Your task is to transcribe all of the records exactly and leave out the pictures.

Photo-based referring expression data
########################################

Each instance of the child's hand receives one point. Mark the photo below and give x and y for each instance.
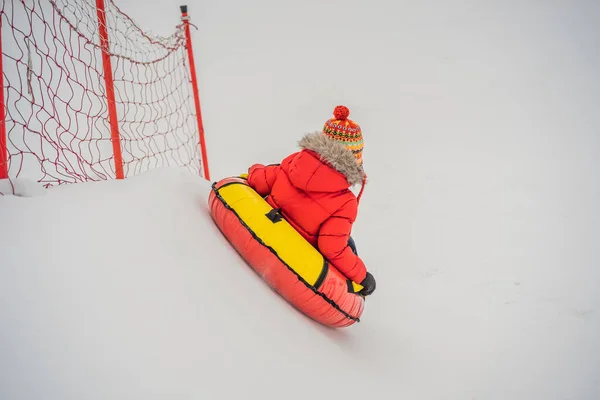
(368, 285)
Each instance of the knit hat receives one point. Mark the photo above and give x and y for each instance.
(345, 131)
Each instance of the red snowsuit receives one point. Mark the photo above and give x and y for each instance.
(314, 197)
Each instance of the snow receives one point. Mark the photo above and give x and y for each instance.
(480, 220)
(126, 289)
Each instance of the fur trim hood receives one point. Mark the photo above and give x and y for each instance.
(335, 154)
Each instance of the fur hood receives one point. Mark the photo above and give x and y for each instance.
(335, 154)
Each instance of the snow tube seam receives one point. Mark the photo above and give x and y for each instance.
(259, 240)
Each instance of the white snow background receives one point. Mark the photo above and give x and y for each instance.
(480, 221)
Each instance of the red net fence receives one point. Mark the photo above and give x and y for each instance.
(88, 95)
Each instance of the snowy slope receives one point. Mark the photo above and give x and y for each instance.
(125, 289)
(480, 220)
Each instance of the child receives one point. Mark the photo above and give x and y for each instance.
(311, 189)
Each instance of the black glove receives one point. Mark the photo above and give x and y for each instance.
(368, 285)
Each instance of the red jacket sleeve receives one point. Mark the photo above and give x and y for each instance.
(261, 178)
(333, 242)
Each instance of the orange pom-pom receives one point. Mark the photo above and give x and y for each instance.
(341, 112)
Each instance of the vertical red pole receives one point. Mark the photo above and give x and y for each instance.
(3, 149)
(110, 90)
(185, 18)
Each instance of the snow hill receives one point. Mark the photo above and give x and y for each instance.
(126, 290)
(480, 220)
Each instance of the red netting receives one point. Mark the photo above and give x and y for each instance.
(57, 123)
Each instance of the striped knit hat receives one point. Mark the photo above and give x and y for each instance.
(346, 131)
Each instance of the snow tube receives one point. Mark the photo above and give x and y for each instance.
(290, 265)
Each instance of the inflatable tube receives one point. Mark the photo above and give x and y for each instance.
(282, 257)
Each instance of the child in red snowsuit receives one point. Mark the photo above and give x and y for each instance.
(312, 190)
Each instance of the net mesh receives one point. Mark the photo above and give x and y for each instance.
(57, 118)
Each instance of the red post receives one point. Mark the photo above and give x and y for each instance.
(185, 18)
(3, 149)
(110, 90)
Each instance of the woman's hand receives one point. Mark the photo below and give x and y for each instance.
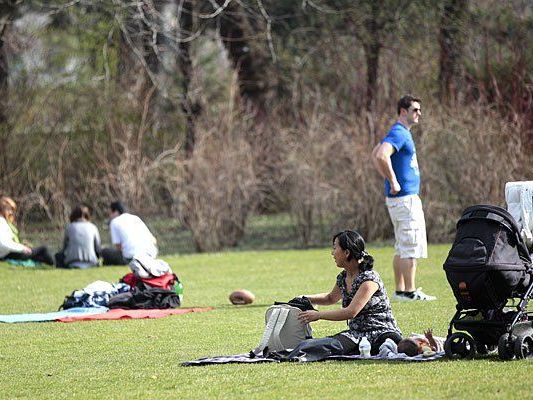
(308, 316)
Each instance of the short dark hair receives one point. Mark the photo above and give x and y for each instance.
(406, 101)
(355, 244)
(118, 207)
(80, 212)
(408, 346)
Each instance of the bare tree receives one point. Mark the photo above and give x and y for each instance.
(451, 42)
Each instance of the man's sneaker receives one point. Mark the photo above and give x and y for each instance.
(400, 297)
(418, 294)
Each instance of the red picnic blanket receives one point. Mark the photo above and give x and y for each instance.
(119, 313)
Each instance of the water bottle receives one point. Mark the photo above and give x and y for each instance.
(364, 347)
(179, 290)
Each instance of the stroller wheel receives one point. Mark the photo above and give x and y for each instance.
(505, 347)
(460, 345)
(482, 348)
(523, 346)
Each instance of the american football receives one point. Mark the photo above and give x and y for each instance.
(241, 296)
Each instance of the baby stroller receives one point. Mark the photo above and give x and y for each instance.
(489, 270)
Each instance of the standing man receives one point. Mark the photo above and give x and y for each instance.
(395, 159)
(130, 236)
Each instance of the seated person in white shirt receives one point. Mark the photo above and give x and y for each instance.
(130, 236)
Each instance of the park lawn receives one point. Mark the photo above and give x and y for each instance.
(140, 359)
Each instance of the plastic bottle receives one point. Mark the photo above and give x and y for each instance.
(179, 290)
(364, 347)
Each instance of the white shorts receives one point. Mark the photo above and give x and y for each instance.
(407, 218)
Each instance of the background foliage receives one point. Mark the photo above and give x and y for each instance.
(212, 111)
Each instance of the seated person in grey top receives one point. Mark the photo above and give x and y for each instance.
(81, 246)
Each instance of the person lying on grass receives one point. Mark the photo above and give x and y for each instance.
(421, 344)
(365, 304)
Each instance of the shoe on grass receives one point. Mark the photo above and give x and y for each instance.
(418, 294)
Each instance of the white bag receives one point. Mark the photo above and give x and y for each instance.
(283, 330)
(147, 267)
(519, 198)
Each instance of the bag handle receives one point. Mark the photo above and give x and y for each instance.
(269, 330)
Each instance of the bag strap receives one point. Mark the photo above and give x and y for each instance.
(269, 331)
(283, 314)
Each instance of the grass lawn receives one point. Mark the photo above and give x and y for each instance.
(140, 359)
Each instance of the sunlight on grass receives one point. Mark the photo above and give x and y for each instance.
(141, 358)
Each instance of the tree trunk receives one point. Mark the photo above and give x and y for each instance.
(372, 68)
(249, 59)
(372, 46)
(7, 10)
(451, 40)
(185, 65)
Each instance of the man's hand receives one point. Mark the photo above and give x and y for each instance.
(308, 316)
(395, 187)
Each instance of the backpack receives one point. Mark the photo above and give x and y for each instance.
(97, 294)
(144, 296)
(283, 330)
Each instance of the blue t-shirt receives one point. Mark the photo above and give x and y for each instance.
(403, 160)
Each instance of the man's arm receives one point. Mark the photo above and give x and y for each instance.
(381, 159)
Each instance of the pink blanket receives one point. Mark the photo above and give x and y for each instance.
(119, 313)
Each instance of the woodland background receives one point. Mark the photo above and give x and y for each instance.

########################################

* **Written response**
Each instance of the child's hand receives one point. Mark the photo below and give x and y for each instance.
(368, 285)
Each instance of the knit hat receives one point. Mark the photo above and give x and y for each instance.
(345, 131)
Each instance of the red snowsuit receives one point. Mark the photo above and give x and y for each instance.
(314, 197)
Each instance of the snow receives one point. Mark the photo above and give x and y for each instance.
(480, 220)
(126, 289)
Each instance of the fur trim hood receives one point. Mark the photo above and give x and y for each instance.
(335, 154)
Each instance of the fur hood receives one point. Mark the photo above and give x and y for each instance.
(335, 154)
Each instance of the snow tube seam receives one point. Mark the photo above and give x and y for each instance.
(259, 240)
Each instance of the white snow background receives one point. Mark the photo above and give x and y for each instance.
(480, 221)
Each instance of the red net fence receives one point. Mark the photo above and give x and y for each instance.
(88, 95)
Each instance of the snowy slope receives one point. Mark the photo above and give x and y for each instance.
(125, 289)
(480, 220)
Each instance of the child receives one point. Mark the photo above and give x and y for each instance.
(311, 189)
Each instance of the black glove receives one point. Mark the photo above and give x and y for each instance.
(368, 285)
Each instance of the red jacket sleeve receives one point. Mark the photo above and give x and y for each instance.
(261, 178)
(333, 242)
Each instance of the orange pom-pom receives one point. Mark the photo above and give x and y for each instance.
(341, 112)
Each instance of the vertical red pole receives one point. Mark the photo above and give x and y for each instance.
(3, 149)
(110, 90)
(185, 18)
Each instance of the snow hill receives one point. Mark the photo above and give x and y for each instance.
(126, 290)
(480, 220)
Each instance of the red netting receives one point. Mark the photo above and give x and y for each instance.
(57, 123)
Each instance of the striped knit hat receives one point. Mark the photo above and give x and y for each instance.
(346, 131)
Each instance of the snow tube receives one point. Mark the photo above and give x and y for each instance.
(290, 265)
Each instance of the inflatable tube receives one point. Mark the photo above and give x and y for each instance.
(282, 257)
Each instance of the child in red snowsuit receives one point. Mark the photo above and give x and y for each instance.
(312, 190)
Each instance of the net mesh receives one point. Mark the photo above and give x and y for each instance.
(57, 118)
Each instance of the red post receives one point. Mark the photo above and give x and y for each instance.
(185, 18)
(3, 149)
(110, 90)
Each instance of the woman's hand receives one point. Mark the photo below and give x and y for each instance.
(308, 316)
Each instance of the short dark hair receives one point. Mark the photo above and give x and y for each instance.
(406, 101)
(355, 244)
(118, 207)
(80, 212)
(408, 346)
Each instance of the bare tree receives one point. Mark the photo above and give x and y for each instance.
(451, 42)
Each instance of the man's sneaker receives one point. Mark the photo above and give x and y for each instance.
(400, 297)
(418, 294)
Each instance of the red picnic blanket receives one point. Mark the photo above and give x and y for each instance.
(119, 313)
Each instance of the water bottle receives one point. Mark the photo above and give x and y for each instance.
(364, 347)
(179, 290)
Each instance of the stroller wheel receives one point. Mark the photo above and give x and y for each instance.
(505, 347)
(460, 345)
(482, 348)
(523, 346)
Each instance of the american football receives one point. Mark the photo above and give x and y for each instance.
(241, 296)
Each instance of the baby stroller receives one point. Mark the photo above and give x and y for each instance.
(489, 270)
Each instance of the standing man receives one point. Mark the photo above and give x and y for each instance.
(395, 159)
(130, 236)
Each instance of the seated person in white shirt receives one point. Mark the photo above and give x and y for each instance.
(130, 236)
Each instance of the park lawn receives one point. Mark the photo above and give x and y for each instance.
(140, 359)
Each instance of the plastic bottle receives one point. Mark the photo above and give x and y for each instance.
(179, 290)
(364, 347)
Each instance of the white shorts receives one point. Mark the photo above and give x and y for each instance.
(407, 218)
Each instance of the background foliage receives one point. Mark the photo above and give x and y for each instance.
(212, 111)
Each instance of the seated person in grey top receives one point. Mark the photo above and give x and y for each instance.
(81, 246)
Each instance of the person lying on grass receives one point. Mark the photo above and give x and y for each instance.
(421, 344)
(365, 304)
Each instance of the shoe on grass receives one point. Mark the photo above and give x and y for each instance.
(418, 294)
Each instance of the white bag receives one point. Mark the photo above and give x and y for each instance.
(283, 330)
(147, 267)
(519, 198)
Each instance of the bag handle receives one point. Mark the photo above and give x and y for each instance.
(269, 330)
Each instance of the bag strap receives one point. Mark the photo above and give x and y for each instance.
(269, 331)
(283, 314)
Each instance of the grass lawn receives one point. Mark the photo above and give x and y for each instance.
(140, 359)
Each instance of the sunlight on grass receives one point. Mark the photo above and give x and y for each instance.
(141, 358)
Each instance of the tree trunk receives one point. Mark the photo above and give x and y for each instance.
(372, 68)
(249, 59)
(372, 46)
(7, 10)
(451, 40)
(185, 65)
Each instance of the man's hand receives one point. Mark the photo above and give x and y for each instance.
(308, 316)
(395, 187)
Each instance of the backpack receives one point. Mark the photo above and give x and y for each instance.
(97, 294)
(144, 296)
(283, 330)
Each instance of the blue t-shirt receives one point. Mark the photo above and give x and y for each instance.
(403, 160)
Each instance of the man's arm receives one point. Mark the photo above and give x and y for each instance.
(381, 159)
Each instance of the pink blanket receives one point. Mark the photo above and give x and y for each instance.
(119, 313)
Each instance of the woodland background receives one point. Mark the photo above and give x and y for each instance.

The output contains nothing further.